Saved data entries:
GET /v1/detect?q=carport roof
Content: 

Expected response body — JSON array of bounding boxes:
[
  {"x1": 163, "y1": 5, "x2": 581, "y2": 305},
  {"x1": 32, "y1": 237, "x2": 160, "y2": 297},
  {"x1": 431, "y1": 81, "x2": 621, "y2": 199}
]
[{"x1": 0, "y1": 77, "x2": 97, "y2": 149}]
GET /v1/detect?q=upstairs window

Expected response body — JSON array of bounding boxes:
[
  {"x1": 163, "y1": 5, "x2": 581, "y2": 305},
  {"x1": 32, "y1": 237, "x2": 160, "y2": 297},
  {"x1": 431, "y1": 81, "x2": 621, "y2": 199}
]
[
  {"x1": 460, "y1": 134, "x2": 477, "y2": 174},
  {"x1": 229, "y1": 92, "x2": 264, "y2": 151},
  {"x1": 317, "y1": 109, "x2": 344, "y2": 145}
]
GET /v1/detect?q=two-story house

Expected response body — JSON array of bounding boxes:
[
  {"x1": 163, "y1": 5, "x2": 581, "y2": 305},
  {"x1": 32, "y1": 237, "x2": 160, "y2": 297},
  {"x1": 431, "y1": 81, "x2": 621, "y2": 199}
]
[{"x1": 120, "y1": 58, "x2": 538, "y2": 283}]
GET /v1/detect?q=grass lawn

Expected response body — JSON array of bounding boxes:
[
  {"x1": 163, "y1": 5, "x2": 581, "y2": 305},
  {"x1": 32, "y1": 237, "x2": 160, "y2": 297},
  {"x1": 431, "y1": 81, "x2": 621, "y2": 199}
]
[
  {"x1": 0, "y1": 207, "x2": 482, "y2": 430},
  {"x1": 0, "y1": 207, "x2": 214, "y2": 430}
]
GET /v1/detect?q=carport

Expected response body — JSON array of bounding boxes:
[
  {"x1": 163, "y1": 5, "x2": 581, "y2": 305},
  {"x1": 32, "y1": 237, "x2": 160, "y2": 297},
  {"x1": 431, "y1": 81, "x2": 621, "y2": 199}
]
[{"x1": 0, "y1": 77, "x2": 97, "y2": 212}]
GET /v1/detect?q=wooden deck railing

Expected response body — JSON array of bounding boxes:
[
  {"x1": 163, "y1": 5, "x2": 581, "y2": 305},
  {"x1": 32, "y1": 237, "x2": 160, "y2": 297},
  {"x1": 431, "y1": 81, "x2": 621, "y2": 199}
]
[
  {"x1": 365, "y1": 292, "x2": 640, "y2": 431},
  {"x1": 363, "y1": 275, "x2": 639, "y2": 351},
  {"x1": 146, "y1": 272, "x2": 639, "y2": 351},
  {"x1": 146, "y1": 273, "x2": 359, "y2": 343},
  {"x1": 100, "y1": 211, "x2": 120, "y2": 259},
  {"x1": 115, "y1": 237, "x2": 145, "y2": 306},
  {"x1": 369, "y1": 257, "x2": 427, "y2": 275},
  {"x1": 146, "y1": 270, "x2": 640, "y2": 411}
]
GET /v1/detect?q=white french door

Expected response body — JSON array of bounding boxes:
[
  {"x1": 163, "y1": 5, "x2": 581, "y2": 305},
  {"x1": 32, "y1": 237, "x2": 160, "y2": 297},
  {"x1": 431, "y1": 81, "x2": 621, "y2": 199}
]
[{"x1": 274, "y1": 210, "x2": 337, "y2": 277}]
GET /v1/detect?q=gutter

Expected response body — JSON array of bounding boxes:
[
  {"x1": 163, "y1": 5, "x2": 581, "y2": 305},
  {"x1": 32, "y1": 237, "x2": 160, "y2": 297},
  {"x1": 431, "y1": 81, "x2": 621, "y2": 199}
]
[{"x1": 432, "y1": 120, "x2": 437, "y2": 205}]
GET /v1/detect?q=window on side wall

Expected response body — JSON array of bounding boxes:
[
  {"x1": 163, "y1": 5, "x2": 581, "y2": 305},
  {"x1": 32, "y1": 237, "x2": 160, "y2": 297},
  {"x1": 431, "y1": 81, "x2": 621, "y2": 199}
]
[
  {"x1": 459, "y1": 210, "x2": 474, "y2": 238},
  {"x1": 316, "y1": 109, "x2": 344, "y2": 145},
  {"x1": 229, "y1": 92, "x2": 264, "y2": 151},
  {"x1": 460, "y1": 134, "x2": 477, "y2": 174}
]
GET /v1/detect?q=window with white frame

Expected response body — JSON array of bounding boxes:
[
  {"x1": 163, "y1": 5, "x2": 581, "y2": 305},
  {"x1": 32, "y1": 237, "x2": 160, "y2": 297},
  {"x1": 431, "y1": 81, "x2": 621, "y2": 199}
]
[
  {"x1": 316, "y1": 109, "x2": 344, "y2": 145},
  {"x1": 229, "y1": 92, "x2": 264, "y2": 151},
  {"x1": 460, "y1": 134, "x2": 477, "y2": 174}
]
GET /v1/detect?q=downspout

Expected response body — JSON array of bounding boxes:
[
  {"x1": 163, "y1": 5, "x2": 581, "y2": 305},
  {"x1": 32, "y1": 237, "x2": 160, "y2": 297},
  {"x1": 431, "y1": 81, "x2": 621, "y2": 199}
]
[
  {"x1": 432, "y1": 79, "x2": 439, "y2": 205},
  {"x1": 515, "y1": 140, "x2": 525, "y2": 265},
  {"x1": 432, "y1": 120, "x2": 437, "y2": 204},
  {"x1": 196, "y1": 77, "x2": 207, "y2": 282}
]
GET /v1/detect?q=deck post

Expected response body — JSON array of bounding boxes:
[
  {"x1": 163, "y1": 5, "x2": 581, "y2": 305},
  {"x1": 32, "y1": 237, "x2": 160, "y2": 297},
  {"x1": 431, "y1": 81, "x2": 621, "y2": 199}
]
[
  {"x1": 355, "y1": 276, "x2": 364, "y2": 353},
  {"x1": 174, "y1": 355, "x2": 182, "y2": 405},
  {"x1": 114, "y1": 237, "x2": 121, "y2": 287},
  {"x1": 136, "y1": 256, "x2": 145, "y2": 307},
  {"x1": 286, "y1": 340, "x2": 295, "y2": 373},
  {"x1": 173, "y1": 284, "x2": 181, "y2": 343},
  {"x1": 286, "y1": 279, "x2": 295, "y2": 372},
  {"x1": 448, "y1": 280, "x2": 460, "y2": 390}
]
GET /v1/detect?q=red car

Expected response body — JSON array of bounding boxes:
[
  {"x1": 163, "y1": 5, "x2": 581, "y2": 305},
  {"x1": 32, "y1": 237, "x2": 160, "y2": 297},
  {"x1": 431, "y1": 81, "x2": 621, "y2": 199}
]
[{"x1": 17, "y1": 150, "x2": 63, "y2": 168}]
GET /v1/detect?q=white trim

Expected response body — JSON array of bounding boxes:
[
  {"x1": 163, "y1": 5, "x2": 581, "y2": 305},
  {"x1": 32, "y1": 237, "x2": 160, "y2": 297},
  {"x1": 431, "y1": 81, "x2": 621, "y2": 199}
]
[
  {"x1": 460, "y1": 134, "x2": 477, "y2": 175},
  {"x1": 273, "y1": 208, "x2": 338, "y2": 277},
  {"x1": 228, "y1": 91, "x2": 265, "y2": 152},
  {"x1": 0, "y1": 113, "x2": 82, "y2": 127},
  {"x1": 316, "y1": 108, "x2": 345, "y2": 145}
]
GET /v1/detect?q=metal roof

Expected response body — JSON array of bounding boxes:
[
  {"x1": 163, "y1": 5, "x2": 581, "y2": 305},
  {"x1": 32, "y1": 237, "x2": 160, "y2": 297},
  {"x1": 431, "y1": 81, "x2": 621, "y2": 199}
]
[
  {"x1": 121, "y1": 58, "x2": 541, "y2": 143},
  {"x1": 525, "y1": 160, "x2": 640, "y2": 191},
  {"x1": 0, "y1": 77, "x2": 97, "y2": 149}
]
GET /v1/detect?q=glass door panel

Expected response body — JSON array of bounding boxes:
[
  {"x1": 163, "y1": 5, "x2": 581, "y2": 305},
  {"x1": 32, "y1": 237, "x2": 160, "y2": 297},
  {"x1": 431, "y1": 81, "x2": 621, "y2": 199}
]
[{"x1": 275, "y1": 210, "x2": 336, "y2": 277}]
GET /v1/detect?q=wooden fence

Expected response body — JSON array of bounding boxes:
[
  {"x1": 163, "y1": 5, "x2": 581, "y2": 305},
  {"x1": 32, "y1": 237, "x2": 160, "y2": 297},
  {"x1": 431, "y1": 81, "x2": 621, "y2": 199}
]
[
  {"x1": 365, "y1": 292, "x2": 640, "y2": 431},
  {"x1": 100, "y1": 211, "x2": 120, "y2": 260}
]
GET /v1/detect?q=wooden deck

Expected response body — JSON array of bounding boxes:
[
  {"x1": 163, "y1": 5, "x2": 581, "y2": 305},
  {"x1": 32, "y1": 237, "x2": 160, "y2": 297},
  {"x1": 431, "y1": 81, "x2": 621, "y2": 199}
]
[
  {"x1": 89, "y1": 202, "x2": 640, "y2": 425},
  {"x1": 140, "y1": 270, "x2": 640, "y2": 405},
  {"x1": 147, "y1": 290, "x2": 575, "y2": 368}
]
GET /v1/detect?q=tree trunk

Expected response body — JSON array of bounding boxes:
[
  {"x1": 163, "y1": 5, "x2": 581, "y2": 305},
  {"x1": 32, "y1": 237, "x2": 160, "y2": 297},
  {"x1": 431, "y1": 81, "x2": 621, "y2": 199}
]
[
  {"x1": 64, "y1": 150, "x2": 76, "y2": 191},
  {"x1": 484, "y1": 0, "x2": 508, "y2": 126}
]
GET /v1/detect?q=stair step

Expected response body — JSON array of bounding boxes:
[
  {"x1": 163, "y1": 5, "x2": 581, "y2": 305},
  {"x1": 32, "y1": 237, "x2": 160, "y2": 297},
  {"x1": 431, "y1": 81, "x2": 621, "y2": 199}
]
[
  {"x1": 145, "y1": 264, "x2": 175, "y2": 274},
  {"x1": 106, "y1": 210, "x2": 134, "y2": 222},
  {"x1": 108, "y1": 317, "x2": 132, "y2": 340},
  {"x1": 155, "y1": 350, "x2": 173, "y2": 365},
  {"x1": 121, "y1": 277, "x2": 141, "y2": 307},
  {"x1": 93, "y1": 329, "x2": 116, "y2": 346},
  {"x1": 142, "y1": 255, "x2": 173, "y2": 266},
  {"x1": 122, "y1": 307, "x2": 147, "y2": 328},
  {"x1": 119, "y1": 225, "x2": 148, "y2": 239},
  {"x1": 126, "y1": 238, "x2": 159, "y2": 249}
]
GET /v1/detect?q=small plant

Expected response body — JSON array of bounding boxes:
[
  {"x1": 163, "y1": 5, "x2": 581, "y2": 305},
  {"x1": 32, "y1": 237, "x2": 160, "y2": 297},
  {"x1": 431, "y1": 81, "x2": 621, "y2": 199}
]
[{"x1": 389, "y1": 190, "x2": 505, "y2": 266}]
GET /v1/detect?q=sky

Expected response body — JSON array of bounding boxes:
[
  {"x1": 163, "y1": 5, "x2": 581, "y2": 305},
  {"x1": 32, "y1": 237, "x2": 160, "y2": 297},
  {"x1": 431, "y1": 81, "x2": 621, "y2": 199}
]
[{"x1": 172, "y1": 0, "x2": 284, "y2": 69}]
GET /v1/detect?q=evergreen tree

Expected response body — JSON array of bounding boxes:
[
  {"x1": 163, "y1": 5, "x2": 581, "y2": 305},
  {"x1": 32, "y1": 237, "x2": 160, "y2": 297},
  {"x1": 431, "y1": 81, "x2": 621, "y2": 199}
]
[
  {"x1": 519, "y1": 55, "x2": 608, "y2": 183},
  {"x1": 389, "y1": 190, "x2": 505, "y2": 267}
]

=== Task to complete ===
Search the entries for "deck" and copy each matching line.

=== Written response ===
GET /v1/detect?q=wooden deck railing
GET /v1/detect?q=deck post
GET /v1/detect?q=wooden deck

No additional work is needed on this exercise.